> **Records for the exercise**
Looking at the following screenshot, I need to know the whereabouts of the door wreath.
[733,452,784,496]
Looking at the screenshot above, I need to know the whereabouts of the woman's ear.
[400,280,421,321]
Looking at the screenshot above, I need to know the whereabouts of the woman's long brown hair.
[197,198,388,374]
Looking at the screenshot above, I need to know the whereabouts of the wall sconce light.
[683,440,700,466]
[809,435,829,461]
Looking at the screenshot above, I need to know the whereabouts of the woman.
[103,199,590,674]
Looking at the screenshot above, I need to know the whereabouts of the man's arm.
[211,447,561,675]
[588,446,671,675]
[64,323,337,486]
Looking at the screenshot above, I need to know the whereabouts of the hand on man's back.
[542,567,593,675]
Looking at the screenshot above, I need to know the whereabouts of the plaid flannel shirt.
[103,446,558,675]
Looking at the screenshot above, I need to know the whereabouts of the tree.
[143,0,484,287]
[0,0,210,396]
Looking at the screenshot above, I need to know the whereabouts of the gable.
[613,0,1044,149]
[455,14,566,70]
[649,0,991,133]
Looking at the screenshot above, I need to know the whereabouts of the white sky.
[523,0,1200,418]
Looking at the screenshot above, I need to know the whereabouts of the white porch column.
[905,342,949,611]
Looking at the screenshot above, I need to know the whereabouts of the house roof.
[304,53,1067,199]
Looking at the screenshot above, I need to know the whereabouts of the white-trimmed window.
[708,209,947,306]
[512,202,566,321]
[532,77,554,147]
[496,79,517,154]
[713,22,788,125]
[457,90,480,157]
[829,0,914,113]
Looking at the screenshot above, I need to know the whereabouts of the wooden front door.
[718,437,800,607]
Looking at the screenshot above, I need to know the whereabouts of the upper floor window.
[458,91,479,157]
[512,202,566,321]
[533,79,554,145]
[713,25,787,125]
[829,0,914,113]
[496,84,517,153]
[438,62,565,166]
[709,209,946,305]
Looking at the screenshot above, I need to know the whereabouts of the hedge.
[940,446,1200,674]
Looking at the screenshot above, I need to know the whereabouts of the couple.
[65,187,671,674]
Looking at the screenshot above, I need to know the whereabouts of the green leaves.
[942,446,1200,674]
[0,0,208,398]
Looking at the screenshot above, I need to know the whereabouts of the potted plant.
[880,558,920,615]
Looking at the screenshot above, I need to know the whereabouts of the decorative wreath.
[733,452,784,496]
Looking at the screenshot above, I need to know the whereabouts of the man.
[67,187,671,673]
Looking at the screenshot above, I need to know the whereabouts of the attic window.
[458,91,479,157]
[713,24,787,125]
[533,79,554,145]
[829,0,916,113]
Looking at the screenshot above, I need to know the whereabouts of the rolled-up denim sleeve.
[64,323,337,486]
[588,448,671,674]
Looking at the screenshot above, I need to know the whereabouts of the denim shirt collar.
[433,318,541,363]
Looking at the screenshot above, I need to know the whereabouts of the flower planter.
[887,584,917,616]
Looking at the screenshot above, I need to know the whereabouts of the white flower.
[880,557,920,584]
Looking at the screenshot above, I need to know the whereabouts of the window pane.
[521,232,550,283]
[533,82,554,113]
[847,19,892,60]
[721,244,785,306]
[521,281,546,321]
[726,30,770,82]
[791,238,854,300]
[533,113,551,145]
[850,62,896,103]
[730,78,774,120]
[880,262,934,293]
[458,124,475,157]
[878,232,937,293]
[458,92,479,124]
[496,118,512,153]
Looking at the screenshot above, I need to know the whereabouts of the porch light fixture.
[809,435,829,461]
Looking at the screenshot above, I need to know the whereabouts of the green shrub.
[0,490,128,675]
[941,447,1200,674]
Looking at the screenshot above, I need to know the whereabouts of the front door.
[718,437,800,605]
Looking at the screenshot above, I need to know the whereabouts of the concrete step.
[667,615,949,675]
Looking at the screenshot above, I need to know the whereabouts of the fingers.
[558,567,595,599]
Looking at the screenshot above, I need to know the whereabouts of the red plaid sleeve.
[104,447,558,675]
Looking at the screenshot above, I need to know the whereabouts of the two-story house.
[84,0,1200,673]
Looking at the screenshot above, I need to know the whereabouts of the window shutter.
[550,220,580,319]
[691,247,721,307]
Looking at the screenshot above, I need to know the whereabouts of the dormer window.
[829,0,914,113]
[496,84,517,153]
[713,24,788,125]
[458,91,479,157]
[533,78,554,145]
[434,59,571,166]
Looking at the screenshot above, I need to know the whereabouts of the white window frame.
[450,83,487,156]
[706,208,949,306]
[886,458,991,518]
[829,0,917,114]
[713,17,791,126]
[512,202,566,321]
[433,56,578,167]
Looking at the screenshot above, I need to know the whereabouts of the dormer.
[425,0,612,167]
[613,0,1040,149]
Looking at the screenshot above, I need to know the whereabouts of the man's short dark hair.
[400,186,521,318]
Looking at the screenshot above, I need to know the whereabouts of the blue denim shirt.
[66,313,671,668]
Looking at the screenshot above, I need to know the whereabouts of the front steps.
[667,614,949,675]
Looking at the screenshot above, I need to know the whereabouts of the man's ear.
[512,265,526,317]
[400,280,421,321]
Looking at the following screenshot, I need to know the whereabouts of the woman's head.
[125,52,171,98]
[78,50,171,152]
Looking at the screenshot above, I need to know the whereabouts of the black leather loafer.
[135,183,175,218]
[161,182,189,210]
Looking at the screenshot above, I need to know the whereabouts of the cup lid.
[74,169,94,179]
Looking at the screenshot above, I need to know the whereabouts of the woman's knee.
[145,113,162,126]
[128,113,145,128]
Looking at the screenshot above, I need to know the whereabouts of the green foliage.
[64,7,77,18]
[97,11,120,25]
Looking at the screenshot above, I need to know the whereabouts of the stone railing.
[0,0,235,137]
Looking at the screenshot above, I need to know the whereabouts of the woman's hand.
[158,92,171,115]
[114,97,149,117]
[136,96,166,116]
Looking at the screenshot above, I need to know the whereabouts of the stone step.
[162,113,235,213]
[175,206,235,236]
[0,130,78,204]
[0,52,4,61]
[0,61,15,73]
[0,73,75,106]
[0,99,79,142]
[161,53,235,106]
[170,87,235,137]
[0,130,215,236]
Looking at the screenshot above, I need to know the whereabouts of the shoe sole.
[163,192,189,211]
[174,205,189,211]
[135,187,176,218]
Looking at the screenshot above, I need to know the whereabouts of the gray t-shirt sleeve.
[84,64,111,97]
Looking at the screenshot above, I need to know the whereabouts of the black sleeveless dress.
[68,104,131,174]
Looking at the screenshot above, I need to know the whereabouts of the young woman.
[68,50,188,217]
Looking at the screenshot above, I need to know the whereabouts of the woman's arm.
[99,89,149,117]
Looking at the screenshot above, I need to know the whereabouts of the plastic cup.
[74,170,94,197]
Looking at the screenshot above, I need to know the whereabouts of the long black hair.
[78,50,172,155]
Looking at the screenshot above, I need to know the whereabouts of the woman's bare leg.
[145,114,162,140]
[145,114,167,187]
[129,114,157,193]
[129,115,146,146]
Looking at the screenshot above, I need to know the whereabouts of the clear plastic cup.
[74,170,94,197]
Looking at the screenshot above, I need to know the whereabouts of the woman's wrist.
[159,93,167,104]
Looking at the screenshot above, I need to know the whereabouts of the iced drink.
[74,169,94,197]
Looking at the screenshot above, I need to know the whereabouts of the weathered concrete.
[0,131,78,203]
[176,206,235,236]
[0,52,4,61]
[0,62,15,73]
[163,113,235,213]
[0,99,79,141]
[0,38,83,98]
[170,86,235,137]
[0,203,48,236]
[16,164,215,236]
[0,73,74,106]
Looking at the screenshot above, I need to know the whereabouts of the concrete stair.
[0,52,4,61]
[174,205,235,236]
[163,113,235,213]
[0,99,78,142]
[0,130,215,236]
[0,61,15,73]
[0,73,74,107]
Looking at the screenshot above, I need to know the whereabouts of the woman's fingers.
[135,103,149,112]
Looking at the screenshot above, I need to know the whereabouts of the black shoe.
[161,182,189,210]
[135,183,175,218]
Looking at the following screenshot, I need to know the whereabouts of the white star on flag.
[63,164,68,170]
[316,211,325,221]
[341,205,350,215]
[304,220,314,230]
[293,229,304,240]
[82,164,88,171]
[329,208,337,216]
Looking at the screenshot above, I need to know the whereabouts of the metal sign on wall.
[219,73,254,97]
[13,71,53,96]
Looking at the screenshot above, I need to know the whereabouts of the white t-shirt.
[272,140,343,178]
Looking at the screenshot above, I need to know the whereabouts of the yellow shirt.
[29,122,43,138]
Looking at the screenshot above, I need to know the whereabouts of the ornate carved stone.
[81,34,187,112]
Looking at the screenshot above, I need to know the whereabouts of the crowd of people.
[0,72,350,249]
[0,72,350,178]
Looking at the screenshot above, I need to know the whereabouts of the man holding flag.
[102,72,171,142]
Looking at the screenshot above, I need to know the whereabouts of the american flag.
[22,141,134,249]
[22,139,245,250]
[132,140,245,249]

> **To do**
Update the records from the line containing "of the man." through the line containing "[880,557,920,584]" by changing "attic window" to "dormer window", with every other part left unchanged.

> **Reply**
Looking at the screenshot above, I need to know the whereabouts of the man.
[67,187,671,673]
Looking at the screenshot above, I need to know the whereabouts of the dormer window.
[458,91,479,157]
[713,24,787,125]
[533,79,554,145]
[829,0,916,113]
Looking at the screenshot above, I need to know the whereabouts of the rolled-up denim sleeve.
[64,323,337,486]
[588,448,671,674]
Looking at the screenshot above, I need to know the whereabouts of the denim shirt collar.
[433,318,541,363]
Looking at the screenshot above, I need to know the whereabouts of the flower planter.
[887,584,917,616]
Looking at the screenshot above, I need to know the whereabouts of the white flower.
[880,557,920,584]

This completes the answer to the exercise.